GIVEN EXERCISE: Update the data below by swapping every "inside a single JSON array" for "wrapped in one JSON list", and reproduce all other lines unchanged.
==========
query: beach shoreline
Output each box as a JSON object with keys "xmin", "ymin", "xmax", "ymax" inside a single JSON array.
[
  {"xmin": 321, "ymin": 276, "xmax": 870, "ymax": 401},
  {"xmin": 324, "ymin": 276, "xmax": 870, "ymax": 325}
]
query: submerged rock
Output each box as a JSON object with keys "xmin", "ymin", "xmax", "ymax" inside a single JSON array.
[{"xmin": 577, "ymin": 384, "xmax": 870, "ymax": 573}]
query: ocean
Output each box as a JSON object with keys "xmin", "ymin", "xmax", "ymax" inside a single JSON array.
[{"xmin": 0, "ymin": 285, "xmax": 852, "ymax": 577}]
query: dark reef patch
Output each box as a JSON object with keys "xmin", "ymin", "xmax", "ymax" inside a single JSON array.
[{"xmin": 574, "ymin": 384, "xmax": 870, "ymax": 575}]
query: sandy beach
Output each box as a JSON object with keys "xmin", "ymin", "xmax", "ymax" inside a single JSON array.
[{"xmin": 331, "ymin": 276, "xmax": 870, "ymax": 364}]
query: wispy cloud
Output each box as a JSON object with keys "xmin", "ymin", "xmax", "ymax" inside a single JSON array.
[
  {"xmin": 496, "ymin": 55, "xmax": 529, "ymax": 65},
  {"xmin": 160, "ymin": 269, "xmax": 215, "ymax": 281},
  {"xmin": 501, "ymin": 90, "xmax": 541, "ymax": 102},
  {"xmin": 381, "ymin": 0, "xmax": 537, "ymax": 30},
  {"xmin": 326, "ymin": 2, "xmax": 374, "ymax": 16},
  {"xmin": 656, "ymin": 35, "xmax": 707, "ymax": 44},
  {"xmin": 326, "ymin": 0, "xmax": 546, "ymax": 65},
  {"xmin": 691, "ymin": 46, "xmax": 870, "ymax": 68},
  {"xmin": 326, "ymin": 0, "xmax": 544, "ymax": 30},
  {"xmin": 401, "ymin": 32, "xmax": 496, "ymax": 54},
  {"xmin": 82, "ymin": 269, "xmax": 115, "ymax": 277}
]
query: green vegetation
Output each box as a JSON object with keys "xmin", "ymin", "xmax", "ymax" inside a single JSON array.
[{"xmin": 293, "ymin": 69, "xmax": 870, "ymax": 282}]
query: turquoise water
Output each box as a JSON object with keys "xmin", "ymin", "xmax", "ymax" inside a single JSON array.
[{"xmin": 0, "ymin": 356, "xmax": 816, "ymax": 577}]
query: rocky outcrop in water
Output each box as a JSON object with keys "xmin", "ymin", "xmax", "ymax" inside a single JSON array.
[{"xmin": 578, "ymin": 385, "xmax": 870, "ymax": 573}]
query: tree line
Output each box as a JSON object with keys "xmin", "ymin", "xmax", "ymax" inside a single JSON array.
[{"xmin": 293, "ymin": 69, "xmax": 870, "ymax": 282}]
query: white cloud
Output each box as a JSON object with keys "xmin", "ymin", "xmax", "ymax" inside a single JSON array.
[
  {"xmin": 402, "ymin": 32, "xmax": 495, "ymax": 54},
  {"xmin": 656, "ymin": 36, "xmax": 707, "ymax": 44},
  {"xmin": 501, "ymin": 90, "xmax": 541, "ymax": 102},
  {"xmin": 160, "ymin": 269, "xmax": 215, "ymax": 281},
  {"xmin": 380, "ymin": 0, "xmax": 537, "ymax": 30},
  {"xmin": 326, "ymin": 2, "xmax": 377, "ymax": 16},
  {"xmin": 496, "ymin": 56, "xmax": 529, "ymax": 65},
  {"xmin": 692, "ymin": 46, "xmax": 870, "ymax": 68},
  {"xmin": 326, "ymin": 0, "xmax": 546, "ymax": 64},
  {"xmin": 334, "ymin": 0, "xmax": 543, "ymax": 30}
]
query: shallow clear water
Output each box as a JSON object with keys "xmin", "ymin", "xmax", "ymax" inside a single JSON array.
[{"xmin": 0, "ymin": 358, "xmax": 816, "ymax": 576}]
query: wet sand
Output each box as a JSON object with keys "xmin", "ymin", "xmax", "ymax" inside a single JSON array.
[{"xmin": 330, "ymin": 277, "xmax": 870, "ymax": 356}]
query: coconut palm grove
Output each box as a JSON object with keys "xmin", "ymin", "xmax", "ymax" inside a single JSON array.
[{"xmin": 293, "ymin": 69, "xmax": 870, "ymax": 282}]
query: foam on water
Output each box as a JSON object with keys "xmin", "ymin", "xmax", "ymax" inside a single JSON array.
==========
FULL RESPONSE:
query: beach shoreline
Output each box as a JSON object with keys "xmin", "ymin", "xmax", "ymax" wrapped in one JSON list.
[
  {"xmin": 321, "ymin": 276, "xmax": 870, "ymax": 401},
  {"xmin": 324, "ymin": 276, "xmax": 870, "ymax": 325}
]
query: submerged rock
Output each box as a JSON object with keys "xmin", "ymin", "xmax", "ymax" wrapped in one JSON list.
[{"xmin": 577, "ymin": 384, "xmax": 870, "ymax": 573}]
query: ocean
Output each box as a JSON object with keys "xmin", "ymin", "xmax", "ymax" wrapped in one JSON list.
[{"xmin": 0, "ymin": 285, "xmax": 852, "ymax": 577}]
query: dark reef patch
Output each box as a JSON object with keys "xmin", "ymin", "xmax", "ymax" wrapped in one JSON list.
[{"xmin": 574, "ymin": 384, "xmax": 870, "ymax": 575}]
query: sandy beach
Output each box as a JSON object with keys "xmin", "ymin", "xmax", "ymax" wrapped in one JSON list.
[{"xmin": 331, "ymin": 276, "xmax": 870, "ymax": 364}]
query: wispy cloud
Output each box as a JSON object with keys "xmin", "ymin", "xmax", "ymax" wrapped in one JSON list.
[
  {"xmin": 496, "ymin": 55, "xmax": 529, "ymax": 65},
  {"xmin": 160, "ymin": 269, "xmax": 215, "ymax": 281},
  {"xmin": 501, "ymin": 90, "xmax": 541, "ymax": 102},
  {"xmin": 381, "ymin": 0, "xmax": 537, "ymax": 30},
  {"xmin": 326, "ymin": 2, "xmax": 374, "ymax": 16},
  {"xmin": 656, "ymin": 35, "xmax": 707, "ymax": 44},
  {"xmin": 326, "ymin": 0, "xmax": 546, "ymax": 65},
  {"xmin": 691, "ymin": 46, "xmax": 870, "ymax": 68},
  {"xmin": 326, "ymin": 0, "xmax": 544, "ymax": 30},
  {"xmin": 401, "ymin": 32, "xmax": 496, "ymax": 54},
  {"xmin": 82, "ymin": 269, "xmax": 115, "ymax": 277}
]
query: green vegetation
Output each box as a JSON object with keys "xmin", "ymin", "xmax", "ymax" wrapped in one JSON list.
[{"xmin": 293, "ymin": 69, "xmax": 870, "ymax": 282}]
query: turquoise water
Output each box as a JSON object with keys "xmin", "ymin", "xmax", "ymax" wrapped in one JSON list.
[{"xmin": 0, "ymin": 356, "xmax": 816, "ymax": 577}]
query: rocky outcrop in water
Output each box as a JSON object with keys "xmin", "ymin", "xmax", "ymax" wrapped in one JSON list.
[{"xmin": 578, "ymin": 385, "xmax": 870, "ymax": 573}]
query: tree line
Output each box as a JSON object with keys "xmin", "ymin", "xmax", "ymax" wrapped in one JSON list.
[{"xmin": 293, "ymin": 69, "xmax": 870, "ymax": 282}]
query: white cloud
Output each box as a JSON object with keys "xmin", "ymin", "xmax", "ymax" wrapped in one JSON list.
[
  {"xmin": 402, "ymin": 32, "xmax": 495, "ymax": 54},
  {"xmin": 656, "ymin": 36, "xmax": 707, "ymax": 44},
  {"xmin": 501, "ymin": 90, "xmax": 541, "ymax": 102},
  {"xmin": 160, "ymin": 269, "xmax": 215, "ymax": 281},
  {"xmin": 380, "ymin": 0, "xmax": 537, "ymax": 30},
  {"xmin": 326, "ymin": 2, "xmax": 377, "ymax": 16},
  {"xmin": 496, "ymin": 56, "xmax": 529, "ymax": 65},
  {"xmin": 692, "ymin": 46, "xmax": 870, "ymax": 68},
  {"xmin": 326, "ymin": 0, "xmax": 546, "ymax": 64},
  {"xmin": 334, "ymin": 0, "xmax": 543, "ymax": 30}
]
query: shallow clear water
Output each box as a JSON object with keys "xmin", "ymin", "xmax", "ymax" wrapped in one JSON list.
[{"xmin": 0, "ymin": 358, "xmax": 816, "ymax": 576}]
query: wet sand
Output each box as a JSON object with keys "xmin", "ymin", "xmax", "ymax" wrapped in one JSON list.
[{"xmin": 330, "ymin": 277, "xmax": 870, "ymax": 356}]
query: coconut palm grove
Output each box as a JSON object with keys "xmin", "ymin", "xmax", "ymax" wrapped in one JSON list.
[{"xmin": 293, "ymin": 69, "xmax": 870, "ymax": 282}]
query: foam on water
Output each box as a JSON object with keys "xmin", "ymin", "xmax", "ymax" wrapped in one JSON list.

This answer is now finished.